▸ WHAT TO PRODUCE:
Reproduce each line exactly.

▸ RECORDS:
--------------------------------

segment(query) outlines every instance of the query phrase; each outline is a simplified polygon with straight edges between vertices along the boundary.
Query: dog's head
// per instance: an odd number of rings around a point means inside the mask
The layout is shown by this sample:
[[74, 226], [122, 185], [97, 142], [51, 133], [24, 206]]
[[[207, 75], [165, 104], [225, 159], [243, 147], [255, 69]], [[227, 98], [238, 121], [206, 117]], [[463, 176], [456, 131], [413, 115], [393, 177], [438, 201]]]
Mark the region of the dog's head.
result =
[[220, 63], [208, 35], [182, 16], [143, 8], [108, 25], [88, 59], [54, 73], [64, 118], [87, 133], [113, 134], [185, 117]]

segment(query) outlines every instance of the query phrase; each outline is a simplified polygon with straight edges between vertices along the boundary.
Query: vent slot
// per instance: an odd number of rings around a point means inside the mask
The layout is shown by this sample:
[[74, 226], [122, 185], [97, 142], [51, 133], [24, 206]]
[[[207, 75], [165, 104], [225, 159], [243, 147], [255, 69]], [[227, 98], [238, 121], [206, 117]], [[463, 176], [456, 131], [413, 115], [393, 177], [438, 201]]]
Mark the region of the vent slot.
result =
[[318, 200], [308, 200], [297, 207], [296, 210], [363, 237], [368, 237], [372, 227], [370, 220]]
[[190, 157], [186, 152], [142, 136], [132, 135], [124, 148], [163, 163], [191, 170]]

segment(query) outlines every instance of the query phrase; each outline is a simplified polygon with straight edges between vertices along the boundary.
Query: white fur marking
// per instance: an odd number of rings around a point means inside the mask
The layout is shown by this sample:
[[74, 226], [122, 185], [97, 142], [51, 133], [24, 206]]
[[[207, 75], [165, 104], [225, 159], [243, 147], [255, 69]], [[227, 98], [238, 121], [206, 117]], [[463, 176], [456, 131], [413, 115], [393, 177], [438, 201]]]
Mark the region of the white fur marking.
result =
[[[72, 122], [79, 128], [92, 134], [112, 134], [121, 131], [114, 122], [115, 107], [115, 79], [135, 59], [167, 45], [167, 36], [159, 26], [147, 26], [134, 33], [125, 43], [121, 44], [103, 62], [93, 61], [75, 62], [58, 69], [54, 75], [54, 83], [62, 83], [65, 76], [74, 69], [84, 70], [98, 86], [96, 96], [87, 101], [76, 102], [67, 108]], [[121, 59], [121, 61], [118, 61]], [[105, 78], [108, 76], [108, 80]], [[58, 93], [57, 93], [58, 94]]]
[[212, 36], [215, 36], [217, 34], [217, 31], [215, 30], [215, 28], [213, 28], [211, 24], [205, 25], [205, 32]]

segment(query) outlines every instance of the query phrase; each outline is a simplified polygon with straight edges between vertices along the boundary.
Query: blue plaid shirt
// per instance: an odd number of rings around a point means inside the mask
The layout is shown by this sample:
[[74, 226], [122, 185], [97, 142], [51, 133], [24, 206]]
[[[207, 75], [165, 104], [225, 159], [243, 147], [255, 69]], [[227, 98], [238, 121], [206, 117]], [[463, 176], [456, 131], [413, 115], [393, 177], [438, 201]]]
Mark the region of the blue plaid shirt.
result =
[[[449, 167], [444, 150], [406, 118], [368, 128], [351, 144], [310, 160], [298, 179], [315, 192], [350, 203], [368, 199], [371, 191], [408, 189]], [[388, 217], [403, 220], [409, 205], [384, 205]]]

--------------------------------

▸ WRITTEN ANSWER:
segment(query) outlines every instance of the query phrase; each outline is a simplified polygon with straight edges between vertices along the boundary.
Query: dog's head
// per instance: an odd number of rings around a point means inside the mask
The layout is shown by this sample:
[[74, 226], [122, 185], [97, 142], [51, 133], [24, 206]]
[[[207, 75], [165, 104], [225, 159], [243, 147], [255, 69]], [[227, 98], [238, 121], [206, 117]], [[463, 176], [456, 131], [413, 115], [393, 177], [438, 201]]]
Mark the region of the dog's head.
result =
[[220, 63], [208, 35], [182, 16], [143, 8], [108, 25], [88, 59], [54, 73], [64, 118], [87, 133], [113, 134], [185, 117]]

segment(query) outlines every instance of the query phrase; each outline is a simplified polygon with straight edges between vertices along the boundary.
Query: vent slot
// per instance: an odd number of rings around a point means inside the mask
The layout is shown by this sample:
[[74, 226], [122, 185], [97, 142], [51, 133], [24, 206]]
[[[207, 75], [165, 104], [225, 159], [243, 147], [255, 69]], [[227, 98], [238, 121], [206, 117]], [[463, 176], [456, 131], [413, 115], [393, 177], [438, 201]]]
Mark the region of the vent slot.
result =
[[318, 200], [308, 200], [297, 207], [296, 210], [363, 237], [368, 237], [372, 227], [370, 220]]
[[190, 157], [186, 152], [142, 136], [132, 135], [124, 148], [163, 163], [191, 170]]

segment(query) outlines every instance of the query phrase; each outline is a simplified polygon with straight edges between vertices along the boundary.
Query: white fur marking
// per instance: an odd number of rings around a point means inside the mask
The layout is shown by this sample:
[[74, 226], [122, 185], [97, 142], [51, 133], [24, 206]]
[[[207, 75], [165, 104], [225, 159], [243, 147], [255, 69]], [[227, 98], [238, 121], [206, 117]], [[463, 176], [456, 131], [413, 115], [393, 177], [438, 201]]]
Mark the region of the white fur marking.
result =
[[[72, 122], [79, 128], [92, 134], [112, 134], [121, 131], [114, 122], [115, 107], [115, 79], [135, 59], [167, 45], [167, 36], [159, 26], [147, 26], [134, 33], [125, 43], [121, 44], [103, 62], [93, 61], [75, 62], [58, 69], [54, 75], [54, 83], [62, 83], [65, 76], [74, 69], [84, 70], [98, 86], [96, 96], [87, 101], [76, 102], [67, 108]], [[121, 59], [121, 61], [118, 61]], [[105, 78], [108, 76], [108, 80]], [[58, 93], [57, 93], [58, 94]]]
[[212, 36], [215, 36], [217, 34], [217, 31], [215, 30], [215, 28], [213, 28], [211, 24], [205, 25], [205, 32]]

segment(query) outlines every instance of the query phrase; each outline is a simplified polygon with straight edges between vertices along the boundary.
Query: blue plaid shirt
// per instance: an odd number of rings around a point means inside the mask
The layout is shown by this sample:
[[74, 226], [122, 185], [97, 142], [51, 133], [24, 206]]
[[[207, 75], [165, 104], [225, 159], [243, 147], [255, 69]], [[227, 98], [238, 121], [206, 117]], [[463, 176], [456, 131], [413, 115], [393, 177], [438, 201]]]
Mark the region of the blue plaid shirt.
result =
[[[449, 167], [444, 150], [406, 118], [368, 128], [351, 144], [310, 160], [298, 179], [315, 192], [350, 203], [368, 199], [371, 191], [408, 189]], [[388, 217], [403, 220], [409, 205], [384, 205]]]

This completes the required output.